## THE PROBLEM
Write out the entries below once more, exactly.

↓

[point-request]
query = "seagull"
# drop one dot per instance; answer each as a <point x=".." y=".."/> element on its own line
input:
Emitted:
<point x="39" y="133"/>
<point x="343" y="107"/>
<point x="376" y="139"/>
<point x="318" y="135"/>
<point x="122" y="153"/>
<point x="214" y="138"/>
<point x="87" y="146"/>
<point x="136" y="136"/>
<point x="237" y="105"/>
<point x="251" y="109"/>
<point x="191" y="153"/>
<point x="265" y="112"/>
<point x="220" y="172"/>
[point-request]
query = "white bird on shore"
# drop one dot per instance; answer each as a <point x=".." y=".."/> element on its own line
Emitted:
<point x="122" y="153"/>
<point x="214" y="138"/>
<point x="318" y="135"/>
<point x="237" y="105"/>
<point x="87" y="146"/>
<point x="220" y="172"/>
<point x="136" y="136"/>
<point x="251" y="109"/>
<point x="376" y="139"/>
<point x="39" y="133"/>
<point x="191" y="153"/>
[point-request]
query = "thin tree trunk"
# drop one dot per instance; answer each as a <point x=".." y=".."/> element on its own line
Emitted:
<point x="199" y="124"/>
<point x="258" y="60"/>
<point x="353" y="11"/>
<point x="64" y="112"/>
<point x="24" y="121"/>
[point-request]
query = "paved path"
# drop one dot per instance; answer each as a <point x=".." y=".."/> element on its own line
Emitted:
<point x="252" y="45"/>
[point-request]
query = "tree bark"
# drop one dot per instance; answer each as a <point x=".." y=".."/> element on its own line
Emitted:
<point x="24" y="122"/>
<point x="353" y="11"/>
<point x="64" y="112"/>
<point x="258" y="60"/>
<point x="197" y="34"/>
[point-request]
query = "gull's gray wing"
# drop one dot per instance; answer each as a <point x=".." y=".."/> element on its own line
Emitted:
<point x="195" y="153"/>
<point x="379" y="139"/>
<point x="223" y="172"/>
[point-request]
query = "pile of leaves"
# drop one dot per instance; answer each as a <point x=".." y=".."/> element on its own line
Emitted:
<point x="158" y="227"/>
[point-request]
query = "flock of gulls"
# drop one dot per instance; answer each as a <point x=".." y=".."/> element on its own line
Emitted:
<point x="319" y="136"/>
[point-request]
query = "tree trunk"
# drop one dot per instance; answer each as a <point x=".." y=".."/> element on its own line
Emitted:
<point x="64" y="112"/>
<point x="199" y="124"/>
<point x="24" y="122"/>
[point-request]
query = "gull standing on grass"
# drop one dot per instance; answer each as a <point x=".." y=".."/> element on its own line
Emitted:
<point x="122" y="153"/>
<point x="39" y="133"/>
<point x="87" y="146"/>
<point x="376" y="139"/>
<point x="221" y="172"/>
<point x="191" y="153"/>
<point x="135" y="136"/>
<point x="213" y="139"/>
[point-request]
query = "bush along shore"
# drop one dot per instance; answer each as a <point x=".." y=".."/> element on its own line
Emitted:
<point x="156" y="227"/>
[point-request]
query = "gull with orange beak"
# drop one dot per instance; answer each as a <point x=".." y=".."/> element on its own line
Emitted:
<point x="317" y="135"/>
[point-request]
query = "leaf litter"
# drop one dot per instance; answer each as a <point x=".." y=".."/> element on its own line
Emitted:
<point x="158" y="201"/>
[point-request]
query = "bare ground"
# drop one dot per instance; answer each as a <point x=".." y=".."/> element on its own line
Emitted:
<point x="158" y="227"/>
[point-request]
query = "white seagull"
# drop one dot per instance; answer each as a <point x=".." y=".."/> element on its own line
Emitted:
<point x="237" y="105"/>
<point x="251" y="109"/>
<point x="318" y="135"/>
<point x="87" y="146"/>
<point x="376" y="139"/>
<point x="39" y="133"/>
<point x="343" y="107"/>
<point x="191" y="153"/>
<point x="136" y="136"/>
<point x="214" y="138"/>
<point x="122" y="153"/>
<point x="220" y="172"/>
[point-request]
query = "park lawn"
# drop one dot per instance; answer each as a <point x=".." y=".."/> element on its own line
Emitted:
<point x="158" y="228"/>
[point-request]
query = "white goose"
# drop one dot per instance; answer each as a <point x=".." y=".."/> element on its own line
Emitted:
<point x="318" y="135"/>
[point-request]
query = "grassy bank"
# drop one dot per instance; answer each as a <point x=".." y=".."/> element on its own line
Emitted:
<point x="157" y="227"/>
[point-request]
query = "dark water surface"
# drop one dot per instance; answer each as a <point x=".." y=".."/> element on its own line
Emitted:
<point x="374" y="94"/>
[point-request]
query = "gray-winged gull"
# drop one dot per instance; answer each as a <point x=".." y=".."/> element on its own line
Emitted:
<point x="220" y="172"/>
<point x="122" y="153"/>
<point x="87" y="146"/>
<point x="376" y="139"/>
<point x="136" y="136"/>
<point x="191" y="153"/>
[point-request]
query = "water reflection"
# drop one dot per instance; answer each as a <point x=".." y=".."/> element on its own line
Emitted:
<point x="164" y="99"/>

↑

## RESULT OF THE TASK
[point-request]
query = "seagull"
# drop one dot per instance; answer each as a <point x=".." y=".."/> element on its own line
input:
Emitted:
<point x="39" y="133"/>
<point x="343" y="107"/>
<point x="376" y="139"/>
<point x="318" y="135"/>
<point x="122" y="153"/>
<point x="214" y="138"/>
<point x="87" y="146"/>
<point x="136" y="136"/>
<point x="237" y="105"/>
<point x="251" y="109"/>
<point x="191" y="153"/>
<point x="265" y="112"/>
<point x="220" y="172"/>
[point-request]
query = "white bird on shore"
# drop one dot per instance; answer each as a <point x=".." y=".."/> element on its own line
Emitted:
<point x="122" y="153"/>
<point x="214" y="138"/>
<point x="318" y="135"/>
<point x="237" y="105"/>
<point x="87" y="146"/>
<point x="220" y="172"/>
<point x="136" y="136"/>
<point x="251" y="109"/>
<point x="376" y="139"/>
<point x="39" y="133"/>
<point x="191" y="153"/>
[point-request]
query = "thin tree trunk"
# drop one dot per instance; answer each as a <point x=".." y=".."/> element on its own line
Emitted:
<point x="199" y="124"/>
<point x="258" y="60"/>
<point x="353" y="11"/>
<point x="64" y="112"/>
<point x="24" y="121"/>
[point-request]
query = "paved path"
# drop one dot per instance; answer each as a <point x=".." y=".."/> element on its own line
Emitted:
<point x="252" y="45"/>
[point-request]
query = "tree bark"
# drop one dot per instance; answer each as a <point x=".." y=".."/> element on its own line
Emitted:
<point x="24" y="122"/>
<point x="353" y="11"/>
<point x="64" y="112"/>
<point x="258" y="60"/>
<point x="197" y="34"/>
[point-request]
query = "gull's gray wing"
# drop one dot per instance; answer each as a <point x=".." y=".."/> element on its own line
Emitted:
<point x="195" y="153"/>
<point x="379" y="139"/>
<point x="223" y="172"/>
[point-request]
query = "pile of leaves"
# drop one dot per instance; answer each as a <point x=".." y=".."/> element on its own line
Emitted:
<point x="158" y="227"/>
[point-request]
query = "flock of gulls"
# drop one dot per instance; answer each as a <point x=".." y=".."/> element on its own line
Emitted:
<point x="319" y="136"/>
[point-request]
query = "tree trunk"
# drop one dot per instance; answer each as a <point x=".." y=".."/> element on its own line
Emitted:
<point x="64" y="112"/>
<point x="199" y="124"/>
<point x="24" y="122"/>
[point-request]
query = "gull standing on grass"
# drop one dot per instance; answer each as a <point x=".." y=".."/> element on its own line
Emitted:
<point x="122" y="153"/>
<point x="39" y="133"/>
<point x="87" y="146"/>
<point x="376" y="139"/>
<point x="221" y="172"/>
<point x="191" y="153"/>
<point x="135" y="136"/>
<point x="213" y="139"/>
[point-request]
query = "bush along shore"
# drop one dot per instance; answer each as a <point x=".." y=".."/> element on its own line
Emitted:
<point x="156" y="227"/>
[point-request]
query = "gull with orange beak"
# drop one dot per instance; answer each as a <point x=".." y=".."/> element on its own line
Emitted:
<point x="317" y="135"/>
[point-request]
query = "leaf litter"
# drop one dot per instance; answer each as a <point x=".." y=".."/> element on its own line
Emitted:
<point x="158" y="201"/>
[point-request]
query = "bare ground"
# drop one dot per instance; answer each as a <point x=".." y=".."/> element on its own line
Emitted:
<point x="158" y="227"/>
[point-request]
query = "white seagull"
# drop one dot per instance; answer each as a <point x=".." y=".."/> element on its own line
Emitted:
<point x="237" y="105"/>
<point x="251" y="109"/>
<point x="318" y="135"/>
<point x="87" y="146"/>
<point x="376" y="139"/>
<point x="39" y="133"/>
<point x="343" y="107"/>
<point x="191" y="153"/>
<point x="136" y="136"/>
<point x="214" y="138"/>
<point x="122" y="153"/>
<point x="220" y="172"/>
[point-request]
query = "park lawn"
# drop one dot per instance; answer each as a <point x=".." y=".."/> element on its own line
Emitted:
<point x="158" y="228"/>
[point-request]
query = "white goose"
# drop one dot per instance; answer each as a <point x=".." y=".."/> element on its own line
Emitted:
<point x="318" y="135"/>
[point-request]
query = "grassy bank"
# drop one dot per instance; answer each as a <point x=".." y=".."/> element on its own line
Emitted:
<point x="157" y="227"/>
[point-request]
query = "dark water surface"
# drop one dot per instance; answer each as a <point x=".." y=".."/> element on its own line
Emitted:
<point x="374" y="94"/>
[point-request]
query = "gray-winged gull"
# drop one dot per instance; answer each as a <point x=".." y=".."/> element on its own line
Emitted:
<point x="220" y="172"/>
<point x="122" y="153"/>
<point x="87" y="146"/>
<point x="376" y="139"/>
<point x="136" y="136"/>
<point x="191" y="153"/>
[point-request]
query = "water reflection"
# drop one dot per instance; answer each as a <point x=".." y=".."/> element on its own line
Emitted:
<point x="164" y="99"/>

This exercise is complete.